Stored dataset items
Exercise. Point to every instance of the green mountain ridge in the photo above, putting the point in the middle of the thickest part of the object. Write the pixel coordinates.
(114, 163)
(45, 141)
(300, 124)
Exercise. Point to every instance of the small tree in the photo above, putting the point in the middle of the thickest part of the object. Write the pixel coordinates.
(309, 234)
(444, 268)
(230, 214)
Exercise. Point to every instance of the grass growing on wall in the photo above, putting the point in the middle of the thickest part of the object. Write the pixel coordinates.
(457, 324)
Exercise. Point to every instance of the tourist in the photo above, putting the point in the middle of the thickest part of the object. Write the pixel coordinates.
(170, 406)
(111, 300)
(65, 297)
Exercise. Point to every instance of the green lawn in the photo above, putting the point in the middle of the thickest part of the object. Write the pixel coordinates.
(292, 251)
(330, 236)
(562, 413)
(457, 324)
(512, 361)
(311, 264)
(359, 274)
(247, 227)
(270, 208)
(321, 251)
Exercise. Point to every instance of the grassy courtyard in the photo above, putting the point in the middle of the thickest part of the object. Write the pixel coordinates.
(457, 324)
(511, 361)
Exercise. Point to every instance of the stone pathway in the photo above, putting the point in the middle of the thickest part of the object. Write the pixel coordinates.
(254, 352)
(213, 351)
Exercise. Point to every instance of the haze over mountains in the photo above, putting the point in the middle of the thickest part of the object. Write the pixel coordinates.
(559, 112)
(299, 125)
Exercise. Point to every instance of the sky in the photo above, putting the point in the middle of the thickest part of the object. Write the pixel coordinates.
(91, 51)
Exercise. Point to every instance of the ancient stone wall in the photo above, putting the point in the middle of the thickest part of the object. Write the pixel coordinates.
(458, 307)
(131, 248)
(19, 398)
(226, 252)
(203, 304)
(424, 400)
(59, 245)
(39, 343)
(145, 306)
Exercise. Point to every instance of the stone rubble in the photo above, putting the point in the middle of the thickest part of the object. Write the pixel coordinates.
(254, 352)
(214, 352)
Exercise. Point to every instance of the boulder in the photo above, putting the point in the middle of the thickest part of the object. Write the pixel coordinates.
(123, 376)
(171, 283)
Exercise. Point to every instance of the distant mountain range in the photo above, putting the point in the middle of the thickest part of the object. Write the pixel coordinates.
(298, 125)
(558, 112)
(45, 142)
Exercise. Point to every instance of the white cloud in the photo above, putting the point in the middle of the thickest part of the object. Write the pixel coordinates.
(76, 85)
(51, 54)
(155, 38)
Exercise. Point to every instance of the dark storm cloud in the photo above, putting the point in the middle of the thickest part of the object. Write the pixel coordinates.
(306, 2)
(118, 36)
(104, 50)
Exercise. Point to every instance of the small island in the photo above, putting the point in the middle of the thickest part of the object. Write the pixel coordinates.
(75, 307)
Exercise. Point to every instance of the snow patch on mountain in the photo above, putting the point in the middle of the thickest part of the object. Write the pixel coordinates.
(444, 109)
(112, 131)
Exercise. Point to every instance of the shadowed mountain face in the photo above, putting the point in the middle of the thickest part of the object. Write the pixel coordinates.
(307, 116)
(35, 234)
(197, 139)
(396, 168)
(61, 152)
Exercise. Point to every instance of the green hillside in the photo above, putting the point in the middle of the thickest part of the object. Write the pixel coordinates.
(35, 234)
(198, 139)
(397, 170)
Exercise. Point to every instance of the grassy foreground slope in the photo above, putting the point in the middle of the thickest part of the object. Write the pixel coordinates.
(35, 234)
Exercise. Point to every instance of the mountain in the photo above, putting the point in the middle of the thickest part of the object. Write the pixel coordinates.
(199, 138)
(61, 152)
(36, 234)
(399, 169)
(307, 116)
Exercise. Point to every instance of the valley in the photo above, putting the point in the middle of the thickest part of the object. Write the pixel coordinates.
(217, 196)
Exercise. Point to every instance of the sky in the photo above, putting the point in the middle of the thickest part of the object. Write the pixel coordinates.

REQUIRED WORK: Copy out the items starting at the line that contains "Exercise. Point to every instance of the valley" and ending at the last item, substituting "widest part" for "thickest part" and changing nothing else.

SOLUTION FOR THIS PROBLEM:
Exercise. Point to every instance of the valley in the photo above, putting the point in the middle of the widest part of the object. Write the pixel coordinates.
(217, 196)
Exercise. Point to every instance of the sky in the photo above, putting the point in the middle of the widest part of the object. Write the pixel coordinates.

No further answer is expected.